Tasks and exercises.
- A) In the thread on AI coding agents, which agents does the step-by-step plan propose adding, in order?
- B) Could you write the next part of the thread on AI coding agents, continuing after its final sentence?

For instance, instead of a web designer AI, start with an agent to generate tests for a human building a web component. Then add an agent to generate components for a human building a design system. Then add an agent to generate a design system using those agents for a human building a web page. Then add an agent to build entire page layouts using a design system for a human building a website.
Even if there’s a 20% failure rate that needs human intervention, that’s still 5x developer productivity. When the failure rate gets low enough, move up the stack.
So for basic CRUD style web apps it is great. But then again so is a template.
But the minute you are dealing with newer libraries, less popular languages e.g Rust or Scala it just falls apart where for me it constantly hallucinates methods, imports etc.
But their ability to do complex logic falls apart, and their limits are pretty much a hard wall when reached.
Another issue with complex projects is that llms will not tell you what you don't know. They will happily go about designing crappy code if you ask them for a crappy solution and they don't have the ability to recommend a better path forward unless explicitly prompted.

Referring expression data
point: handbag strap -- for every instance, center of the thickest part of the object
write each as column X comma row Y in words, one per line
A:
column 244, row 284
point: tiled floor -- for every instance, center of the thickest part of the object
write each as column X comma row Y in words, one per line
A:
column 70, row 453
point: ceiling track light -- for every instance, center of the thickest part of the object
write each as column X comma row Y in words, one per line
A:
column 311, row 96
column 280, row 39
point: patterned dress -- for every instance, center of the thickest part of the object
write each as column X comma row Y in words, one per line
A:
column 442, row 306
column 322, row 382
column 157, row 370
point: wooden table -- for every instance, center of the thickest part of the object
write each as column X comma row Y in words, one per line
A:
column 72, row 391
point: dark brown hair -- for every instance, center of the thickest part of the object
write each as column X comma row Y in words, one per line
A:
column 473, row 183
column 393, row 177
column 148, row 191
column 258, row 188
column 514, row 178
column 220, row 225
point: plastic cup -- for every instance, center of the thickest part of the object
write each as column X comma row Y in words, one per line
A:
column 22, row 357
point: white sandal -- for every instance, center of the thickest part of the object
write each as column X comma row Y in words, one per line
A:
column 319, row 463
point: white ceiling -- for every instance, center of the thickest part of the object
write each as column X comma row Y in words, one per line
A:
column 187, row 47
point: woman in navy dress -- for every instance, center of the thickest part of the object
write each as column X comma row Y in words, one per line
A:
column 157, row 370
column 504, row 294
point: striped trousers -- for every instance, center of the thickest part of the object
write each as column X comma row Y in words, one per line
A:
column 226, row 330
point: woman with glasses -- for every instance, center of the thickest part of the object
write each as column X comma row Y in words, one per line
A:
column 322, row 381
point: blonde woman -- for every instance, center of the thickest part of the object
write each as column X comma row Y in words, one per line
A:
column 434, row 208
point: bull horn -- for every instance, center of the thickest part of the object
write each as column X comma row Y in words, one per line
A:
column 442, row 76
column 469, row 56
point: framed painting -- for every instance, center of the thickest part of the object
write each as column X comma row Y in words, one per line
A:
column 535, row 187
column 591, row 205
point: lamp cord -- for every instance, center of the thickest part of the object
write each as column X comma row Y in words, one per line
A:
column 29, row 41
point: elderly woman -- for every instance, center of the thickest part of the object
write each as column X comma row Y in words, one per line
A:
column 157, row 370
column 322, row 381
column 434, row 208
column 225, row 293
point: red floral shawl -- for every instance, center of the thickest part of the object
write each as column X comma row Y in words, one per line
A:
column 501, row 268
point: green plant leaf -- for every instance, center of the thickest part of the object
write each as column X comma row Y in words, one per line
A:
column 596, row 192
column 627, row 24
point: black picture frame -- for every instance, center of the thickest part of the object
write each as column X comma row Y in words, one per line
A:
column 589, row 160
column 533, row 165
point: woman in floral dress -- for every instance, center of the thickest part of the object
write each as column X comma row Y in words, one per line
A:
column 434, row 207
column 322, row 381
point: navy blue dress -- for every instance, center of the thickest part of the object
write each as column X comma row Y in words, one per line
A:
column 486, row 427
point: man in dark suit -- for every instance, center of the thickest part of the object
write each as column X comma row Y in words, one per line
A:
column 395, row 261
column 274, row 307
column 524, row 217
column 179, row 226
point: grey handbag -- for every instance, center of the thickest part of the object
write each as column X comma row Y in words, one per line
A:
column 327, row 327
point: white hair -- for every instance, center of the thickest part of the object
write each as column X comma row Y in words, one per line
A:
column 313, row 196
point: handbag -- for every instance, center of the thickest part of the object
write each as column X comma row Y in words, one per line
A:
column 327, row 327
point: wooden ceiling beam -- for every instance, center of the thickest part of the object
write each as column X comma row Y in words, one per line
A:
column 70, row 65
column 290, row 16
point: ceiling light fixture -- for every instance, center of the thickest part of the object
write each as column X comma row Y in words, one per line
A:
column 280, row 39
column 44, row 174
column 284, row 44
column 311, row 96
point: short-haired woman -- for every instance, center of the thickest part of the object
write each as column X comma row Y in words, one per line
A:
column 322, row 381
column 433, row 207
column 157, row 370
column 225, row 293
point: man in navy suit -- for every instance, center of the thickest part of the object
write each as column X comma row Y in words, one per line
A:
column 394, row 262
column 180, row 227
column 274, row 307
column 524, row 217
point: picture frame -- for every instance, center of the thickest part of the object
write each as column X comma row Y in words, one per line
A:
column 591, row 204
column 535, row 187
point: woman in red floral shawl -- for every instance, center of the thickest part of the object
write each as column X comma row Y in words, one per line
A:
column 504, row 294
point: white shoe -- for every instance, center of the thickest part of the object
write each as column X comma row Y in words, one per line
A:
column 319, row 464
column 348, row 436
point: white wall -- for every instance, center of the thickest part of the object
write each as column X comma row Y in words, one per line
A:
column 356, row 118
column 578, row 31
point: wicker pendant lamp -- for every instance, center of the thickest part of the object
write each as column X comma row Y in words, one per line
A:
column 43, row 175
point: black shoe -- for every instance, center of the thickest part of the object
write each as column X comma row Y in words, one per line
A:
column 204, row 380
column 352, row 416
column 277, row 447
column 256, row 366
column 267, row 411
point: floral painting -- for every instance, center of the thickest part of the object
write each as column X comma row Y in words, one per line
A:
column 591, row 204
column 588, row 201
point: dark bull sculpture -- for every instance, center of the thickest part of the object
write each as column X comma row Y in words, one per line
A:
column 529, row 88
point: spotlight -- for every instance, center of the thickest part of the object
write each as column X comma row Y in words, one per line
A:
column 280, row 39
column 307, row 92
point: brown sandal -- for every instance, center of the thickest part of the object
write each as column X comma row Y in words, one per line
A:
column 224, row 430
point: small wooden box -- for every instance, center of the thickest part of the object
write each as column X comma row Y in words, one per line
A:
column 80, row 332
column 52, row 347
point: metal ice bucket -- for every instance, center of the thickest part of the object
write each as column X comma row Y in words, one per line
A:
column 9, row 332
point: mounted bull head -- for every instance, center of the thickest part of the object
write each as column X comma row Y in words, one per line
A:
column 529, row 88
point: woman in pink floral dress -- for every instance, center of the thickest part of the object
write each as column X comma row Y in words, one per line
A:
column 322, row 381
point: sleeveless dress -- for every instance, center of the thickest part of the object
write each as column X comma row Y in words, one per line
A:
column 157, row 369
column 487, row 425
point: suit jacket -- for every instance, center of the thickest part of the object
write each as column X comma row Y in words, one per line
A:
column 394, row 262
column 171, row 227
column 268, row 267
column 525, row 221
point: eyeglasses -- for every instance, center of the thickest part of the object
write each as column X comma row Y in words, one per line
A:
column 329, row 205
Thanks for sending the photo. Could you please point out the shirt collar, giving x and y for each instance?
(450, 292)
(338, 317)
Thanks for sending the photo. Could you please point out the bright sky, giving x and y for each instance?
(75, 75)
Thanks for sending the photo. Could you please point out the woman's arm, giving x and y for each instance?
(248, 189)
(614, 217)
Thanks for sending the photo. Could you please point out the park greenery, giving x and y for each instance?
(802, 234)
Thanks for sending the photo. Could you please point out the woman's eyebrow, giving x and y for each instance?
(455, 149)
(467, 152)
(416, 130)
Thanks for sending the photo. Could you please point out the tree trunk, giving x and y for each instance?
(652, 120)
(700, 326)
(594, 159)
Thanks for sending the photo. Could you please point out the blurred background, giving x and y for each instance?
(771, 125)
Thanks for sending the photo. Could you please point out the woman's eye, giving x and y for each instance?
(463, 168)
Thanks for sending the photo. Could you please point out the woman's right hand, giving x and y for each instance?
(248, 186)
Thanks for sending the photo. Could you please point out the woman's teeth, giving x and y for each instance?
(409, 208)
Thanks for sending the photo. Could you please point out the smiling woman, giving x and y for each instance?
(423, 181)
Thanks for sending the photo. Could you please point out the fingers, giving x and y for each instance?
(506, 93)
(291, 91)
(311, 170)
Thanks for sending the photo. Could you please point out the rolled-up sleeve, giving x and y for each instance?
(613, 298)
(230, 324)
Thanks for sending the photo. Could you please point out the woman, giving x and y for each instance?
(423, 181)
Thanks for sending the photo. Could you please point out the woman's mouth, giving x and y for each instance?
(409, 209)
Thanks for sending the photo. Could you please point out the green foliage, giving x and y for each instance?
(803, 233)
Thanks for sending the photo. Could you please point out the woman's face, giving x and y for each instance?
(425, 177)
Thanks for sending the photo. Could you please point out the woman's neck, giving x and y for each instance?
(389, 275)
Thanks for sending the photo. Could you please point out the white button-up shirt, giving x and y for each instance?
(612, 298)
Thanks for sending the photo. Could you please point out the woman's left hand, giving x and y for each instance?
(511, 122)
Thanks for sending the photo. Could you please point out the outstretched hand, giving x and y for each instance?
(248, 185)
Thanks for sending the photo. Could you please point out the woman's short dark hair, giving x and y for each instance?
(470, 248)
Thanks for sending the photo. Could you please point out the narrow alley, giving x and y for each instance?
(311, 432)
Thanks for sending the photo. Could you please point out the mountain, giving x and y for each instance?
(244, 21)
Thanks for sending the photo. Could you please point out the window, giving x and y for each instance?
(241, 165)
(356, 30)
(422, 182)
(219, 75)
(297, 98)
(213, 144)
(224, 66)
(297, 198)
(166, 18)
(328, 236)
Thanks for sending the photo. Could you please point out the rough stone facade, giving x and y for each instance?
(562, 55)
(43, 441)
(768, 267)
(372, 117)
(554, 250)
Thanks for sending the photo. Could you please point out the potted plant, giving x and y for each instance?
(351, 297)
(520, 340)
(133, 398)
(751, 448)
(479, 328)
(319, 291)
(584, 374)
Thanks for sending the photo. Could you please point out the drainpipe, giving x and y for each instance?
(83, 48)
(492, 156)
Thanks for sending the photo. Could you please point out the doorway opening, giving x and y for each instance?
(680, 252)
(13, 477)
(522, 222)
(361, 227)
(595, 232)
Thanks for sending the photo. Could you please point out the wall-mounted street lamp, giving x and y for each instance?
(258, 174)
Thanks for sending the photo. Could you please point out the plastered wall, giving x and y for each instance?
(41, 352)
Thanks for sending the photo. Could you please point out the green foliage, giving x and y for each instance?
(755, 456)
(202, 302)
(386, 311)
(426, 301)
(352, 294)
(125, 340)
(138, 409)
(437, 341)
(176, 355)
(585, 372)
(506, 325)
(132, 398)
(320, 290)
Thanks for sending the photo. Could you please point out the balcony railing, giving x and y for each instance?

Expected outputs.
- A)
1. An agent to generate tests for a human building a web component
2. An agent to generate components for a human building a design system
3. An agent to generate a design system, using those agents, for a human building a web page
4. An agent to build entire page layouts using a design system for a human building a website

- B)
That said, I had Claude generate most of a tile-based 2D pixel art rendering engine[1] for me, but again, once things got complicated I had to go and start hand fixing the code because Claude was no longer able to make improvements.
I've seen these failure modes across multiple problem domains, from CSS (alternating between two broken css styles, neither came close to fixing the issue) to backend, to rendering code (trying to get character sprites correctly on the tiles)
[1] https://www.generativestorytelling.ai/town/index.html notice the tons of rendering artifacts. I've realized I'm going to need to rewrite a lot of how rendering happens to resolve them. Claude wrote 80% of the original code but by the time I'm done fixing everything maybe only 30% or so of Claude's code will remain.